● Text excerpt
In decision making, Nordic boards always strive for consensus and the board process prioritises effectiveness over efficiency. After the decision is made, the board ensures it is formulated in an unambiguous and actionable manner.
The final cornerstone in Nordic boards’ effective process is a comprehensive board evaluation every one or two years, often with professional help. They believe this helps them to be more effective.
The spirit, not the letter
Although the principles and practices described above have emerged under the specific social and cultural conditions of Northern Europe, they could be adapted to corporate governance contexts throughout the world. It is the spirit, not the letter, that matters.
We recommend that boards interested in improving their effectiveness and impact reflect upon the following questions:
On shareholder engagement
Do we consider shareholders as partners or opponents? Do we proactively engage with them? Do we understand their needs and expectations? Do we use their inputs in our work?
On board composition
How comprehensive and professional are our nomination and board evaluation practices? Do we have the optimal board composition in terms of size and competencies? Is our board diverse enough, not only in terms of gender but also in terms of academic, professional and cultural background, profession, nationality and age?

● Data segment
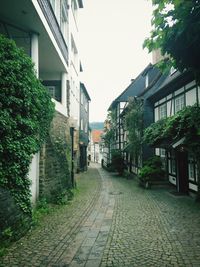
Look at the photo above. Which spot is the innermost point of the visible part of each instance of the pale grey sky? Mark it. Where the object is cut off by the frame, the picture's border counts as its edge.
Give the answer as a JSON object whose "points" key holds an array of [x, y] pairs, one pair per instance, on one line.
{"points": [[111, 37]]}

● Exercise description
Carry on the passage about how Nordic boards work, picking up right after its last sentence and keeping the same style.

● Reply to the task
On the board process
Do we act independently of any shareholder, management team member or other stakeholder? Does our board process allow for comprehensive discussions, diversity of opinions and consensus-based decision making? How bold is our board’s agenda? How pragmatic is it? Does it reflect the expectations of company owners and other stakeholders? Does it address major global challenges? Is it forward-looking?
On governing executives
Have we created an adequate frame for effective executive action? Does our management have what it needs to create value in a sustainable manner? Do our incentive and evaluation practices promote values and encourage behaviours we expect from management?